▶ **TASK OBJECTIVE**: Omit all images. Transcribe the rest of the material below exactly.

▶ **THE DATA**:
§

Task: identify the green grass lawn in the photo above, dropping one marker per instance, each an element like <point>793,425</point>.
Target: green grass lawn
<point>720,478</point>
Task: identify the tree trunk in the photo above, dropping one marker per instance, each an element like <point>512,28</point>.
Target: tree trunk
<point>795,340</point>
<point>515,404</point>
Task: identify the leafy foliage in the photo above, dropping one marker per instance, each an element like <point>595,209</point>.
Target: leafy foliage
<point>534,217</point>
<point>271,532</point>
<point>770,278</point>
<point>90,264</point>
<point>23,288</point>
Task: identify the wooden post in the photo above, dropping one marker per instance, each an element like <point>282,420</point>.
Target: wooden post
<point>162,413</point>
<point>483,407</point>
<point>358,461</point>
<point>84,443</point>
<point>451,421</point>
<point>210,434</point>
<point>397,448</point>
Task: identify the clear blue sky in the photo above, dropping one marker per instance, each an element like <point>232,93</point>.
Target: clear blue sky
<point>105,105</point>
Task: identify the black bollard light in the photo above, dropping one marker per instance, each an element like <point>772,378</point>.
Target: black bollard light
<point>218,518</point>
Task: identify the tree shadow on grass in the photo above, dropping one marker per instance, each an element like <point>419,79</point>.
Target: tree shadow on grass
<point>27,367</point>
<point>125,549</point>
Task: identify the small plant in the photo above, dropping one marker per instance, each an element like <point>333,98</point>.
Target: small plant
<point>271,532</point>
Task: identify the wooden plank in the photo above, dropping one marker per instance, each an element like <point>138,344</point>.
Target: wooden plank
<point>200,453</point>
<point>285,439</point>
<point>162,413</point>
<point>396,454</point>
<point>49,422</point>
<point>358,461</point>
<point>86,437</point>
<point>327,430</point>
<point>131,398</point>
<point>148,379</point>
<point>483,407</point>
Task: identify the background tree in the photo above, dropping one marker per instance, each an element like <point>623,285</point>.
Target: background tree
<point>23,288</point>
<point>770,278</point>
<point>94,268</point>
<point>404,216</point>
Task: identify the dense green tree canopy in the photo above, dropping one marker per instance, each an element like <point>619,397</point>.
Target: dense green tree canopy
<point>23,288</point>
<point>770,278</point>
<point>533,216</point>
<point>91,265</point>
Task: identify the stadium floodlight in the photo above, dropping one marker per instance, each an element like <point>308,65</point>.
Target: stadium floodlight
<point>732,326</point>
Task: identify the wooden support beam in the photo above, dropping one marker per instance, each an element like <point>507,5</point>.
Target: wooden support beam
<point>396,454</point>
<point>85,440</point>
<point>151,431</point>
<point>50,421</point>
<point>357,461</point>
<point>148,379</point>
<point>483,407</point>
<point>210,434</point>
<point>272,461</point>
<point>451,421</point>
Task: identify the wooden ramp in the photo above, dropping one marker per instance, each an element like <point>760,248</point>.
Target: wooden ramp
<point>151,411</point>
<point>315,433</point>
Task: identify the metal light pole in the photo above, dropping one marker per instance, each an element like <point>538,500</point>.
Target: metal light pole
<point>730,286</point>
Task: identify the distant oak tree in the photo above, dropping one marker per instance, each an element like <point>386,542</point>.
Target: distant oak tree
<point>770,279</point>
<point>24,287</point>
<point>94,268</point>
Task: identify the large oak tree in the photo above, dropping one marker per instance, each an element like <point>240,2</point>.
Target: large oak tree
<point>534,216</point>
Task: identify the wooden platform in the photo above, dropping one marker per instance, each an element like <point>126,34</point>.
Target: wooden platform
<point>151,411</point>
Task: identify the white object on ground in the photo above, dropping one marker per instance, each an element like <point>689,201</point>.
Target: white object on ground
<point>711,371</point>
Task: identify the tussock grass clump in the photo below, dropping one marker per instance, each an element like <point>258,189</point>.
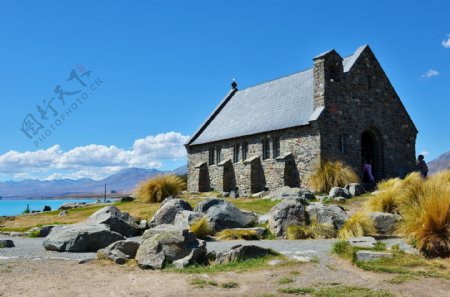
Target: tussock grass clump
<point>201,228</point>
<point>160,187</point>
<point>230,234</point>
<point>394,192</point>
<point>427,218</point>
<point>424,206</point>
<point>312,231</point>
<point>357,225</point>
<point>331,174</point>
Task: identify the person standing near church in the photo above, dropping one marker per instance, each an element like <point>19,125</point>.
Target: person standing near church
<point>422,166</point>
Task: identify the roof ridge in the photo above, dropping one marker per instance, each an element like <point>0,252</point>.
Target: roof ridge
<point>274,79</point>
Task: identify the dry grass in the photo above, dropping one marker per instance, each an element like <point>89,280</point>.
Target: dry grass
<point>312,231</point>
<point>201,228</point>
<point>160,187</point>
<point>357,225</point>
<point>426,216</point>
<point>424,206</point>
<point>331,174</point>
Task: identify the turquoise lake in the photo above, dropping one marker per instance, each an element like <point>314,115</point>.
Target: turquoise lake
<point>12,207</point>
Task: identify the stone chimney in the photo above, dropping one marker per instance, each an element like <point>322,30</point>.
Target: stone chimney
<point>328,70</point>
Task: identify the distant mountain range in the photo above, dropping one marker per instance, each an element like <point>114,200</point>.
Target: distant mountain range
<point>123,181</point>
<point>440,163</point>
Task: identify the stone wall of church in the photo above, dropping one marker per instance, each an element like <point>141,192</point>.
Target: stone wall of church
<point>364,101</point>
<point>299,152</point>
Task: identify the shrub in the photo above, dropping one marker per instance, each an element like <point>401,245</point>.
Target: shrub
<point>201,228</point>
<point>426,216</point>
<point>394,192</point>
<point>357,225</point>
<point>312,231</point>
<point>331,174</point>
<point>160,187</point>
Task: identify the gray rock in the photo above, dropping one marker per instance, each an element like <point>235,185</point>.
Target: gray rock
<point>263,219</point>
<point>80,237</point>
<point>242,252</point>
<point>234,194</point>
<point>225,215</point>
<point>288,192</point>
<point>120,251</point>
<point>327,214</point>
<point>45,230</point>
<point>168,243</point>
<point>115,220</point>
<point>383,222</point>
<point>339,192</point>
<point>372,255</point>
<point>6,243</point>
<point>288,212</point>
<point>204,205</point>
<point>185,218</point>
<point>168,210</point>
<point>362,242</point>
<point>355,189</point>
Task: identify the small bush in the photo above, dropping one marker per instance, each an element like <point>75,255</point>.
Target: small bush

§

▶ **FINISHED EXERCISE**:
Task: identify the green grass lawn in the photo above, dropping one marker per instance, each an element like <point>793,425</point>.
Target: green grass lawn
<point>720,478</point>
Task: identify the tree trunk in the photo above, dropping one marker per instance, each an element like <point>512,28</point>.
Target: tree trunk
<point>795,340</point>
<point>515,404</point>
Task: identify the leafy foliage in the photo above, dropping one marker per instance, each an element like <point>595,209</point>.
Target: leafy foliage
<point>534,217</point>
<point>271,532</point>
<point>770,278</point>
<point>90,264</point>
<point>23,288</point>
Task: identify the wooden post in the photo above, dropping one marker per instance, each an element like <point>282,420</point>.
Target: wooden post
<point>162,413</point>
<point>483,407</point>
<point>358,461</point>
<point>84,443</point>
<point>451,421</point>
<point>210,434</point>
<point>397,448</point>
Task: identify the clear blue sky in the photo above, dropping one marker per instance, each an element like <point>232,93</point>.
Target: clear blue sky
<point>105,105</point>
Task: identify the black bollard light in the photo above, dropping one marker per instance, each an element like <point>772,378</point>.
Target: black bollard light
<point>218,518</point>
Task: identify the tree shadow on grass in the photo above, dropping one marker per instance, each an element like <point>419,79</point>.
Target: tree shadow on grass
<point>27,367</point>
<point>125,549</point>
Task: identify the small plant in the photo above, dropping one marker per instance, each an element like <point>333,98</point>.
Target: small plant
<point>271,532</point>
Task: identify the wooden plank in the photo above, dropping one marker per instance, each an element like <point>138,344</point>.
Target: wooden plank
<point>200,453</point>
<point>285,439</point>
<point>162,413</point>
<point>396,454</point>
<point>49,422</point>
<point>358,461</point>
<point>86,437</point>
<point>327,430</point>
<point>131,398</point>
<point>148,379</point>
<point>483,407</point>
Task: identify the background tree in the photo above, dropping one marker per instance, each an element like <point>623,285</point>.
Target: background tree
<point>23,288</point>
<point>770,278</point>
<point>94,268</point>
<point>404,216</point>
Task: identify the dense green tree canopy in the photo above, dropping one marker per instance, each an element like <point>619,397</point>.
Target: dense green tree canopy
<point>23,288</point>
<point>770,278</point>
<point>533,216</point>
<point>91,265</point>
Task: identify the stadium floodlight in the photo above, dropping one marker per instance, each an element like <point>308,65</point>.
Target: stadium floodlight
<point>732,326</point>
Task: identify the wooden support beam in the photo above, dropping one marker per instance, each an element like <point>507,5</point>.
Target: wooden support beam
<point>396,454</point>
<point>85,440</point>
<point>151,431</point>
<point>50,421</point>
<point>357,461</point>
<point>148,379</point>
<point>483,407</point>
<point>210,434</point>
<point>272,461</point>
<point>451,421</point>
Task: identify the wooden ramp in the photo above, dropping one marker per instance, each an element like <point>760,248</point>.
Target: wooden ramp
<point>151,411</point>
<point>315,433</point>
Task: identify the metal light pole in the photo above, dropping one marker per instance, each an element like <point>538,500</point>.
Target: metal light pole
<point>730,286</point>
Task: identify the distant oak tree in the photo above, dropping one marker per instance, each an element like <point>386,542</point>.
Target: distant oak tree
<point>770,279</point>
<point>24,287</point>
<point>94,268</point>
Task: identify the large oak tree in the photo above, dropping one marker per instance, each an element like <point>240,2</point>.
Target: large oak tree
<point>534,216</point>
Task: identify the wooden platform in the photo above, dropping one marker per instance, each an element like <point>126,34</point>.
Target: wooden platform
<point>151,411</point>
Task: identify the white object on ground in the photo above, dropping one marker per instance, each an element like <point>689,201</point>.
Target: white object on ground
<point>711,371</point>
Task: identify the tussock grass clump in the photo below, dropping one marker per instance, each an element like <point>258,189</point>.
Target: tussock grass clump
<point>201,228</point>
<point>160,187</point>
<point>230,234</point>
<point>394,192</point>
<point>427,218</point>
<point>424,206</point>
<point>312,231</point>
<point>357,225</point>
<point>331,174</point>
Task: identify the person standing near church in the photo above, dropping one marker per instance, each an element like <point>19,125</point>.
Target: person standing near church
<point>422,166</point>
Task: identify the roof ridge in the photo above, dropping one marker per instance, each an element like <point>0,252</point>.
Target: roof ridge
<point>274,79</point>
Task: identify the dry grass in the photo above, dropping one marker per instance, each an element like <point>89,280</point>.
Target: dry grass
<point>312,231</point>
<point>201,228</point>
<point>160,187</point>
<point>357,225</point>
<point>426,216</point>
<point>424,206</point>
<point>331,174</point>
Task: identify the turquoise lake in the photo above, dropping one marker per instance, each an element like <point>314,115</point>.
Target: turquoise lake
<point>12,207</point>
Task: identify the stone chimney in the photo above, dropping one marker per instance, each an element like <point>322,30</point>.
Target: stone chimney
<point>328,70</point>
Task: identify the distant mountain range in the photo above, dropping one marker per instance, each an element like <point>114,200</point>.
Target: distant mountain range
<point>123,181</point>
<point>440,163</point>
Task: identify the stone wall of church in the photo above, dropping one marker per instance, each an element like <point>141,192</point>.
Target: stone wall of church
<point>364,101</point>
<point>299,152</point>
Task: identify the shrub in the photo above, dropping one marker per instance, each an element like <point>401,245</point>.
Target: shrub
<point>201,228</point>
<point>426,216</point>
<point>394,192</point>
<point>357,225</point>
<point>312,231</point>
<point>331,174</point>
<point>160,187</point>
Task: identify the gray rock in the photo above, dropping one marker per instance, each an element like <point>235,185</point>.
Target: gray rock
<point>263,219</point>
<point>80,237</point>
<point>242,252</point>
<point>234,194</point>
<point>225,215</point>
<point>288,192</point>
<point>120,251</point>
<point>327,214</point>
<point>45,230</point>
<point>168,243</point>
<point>115,220</point>
<point>383,222</point>
<point>339,192</point>
<point>372,255</point>
<point>6,243</point>
<point>288,212</point>
<point>204,205</point>
<point>185,218</point>
<point>168,210</point>
<point>362,242</point>
<point>355,189</point>
Task: identify the small bush in the photo above, dropping one marker per instance, each an element like <point>75,255</point>.
Target: small bush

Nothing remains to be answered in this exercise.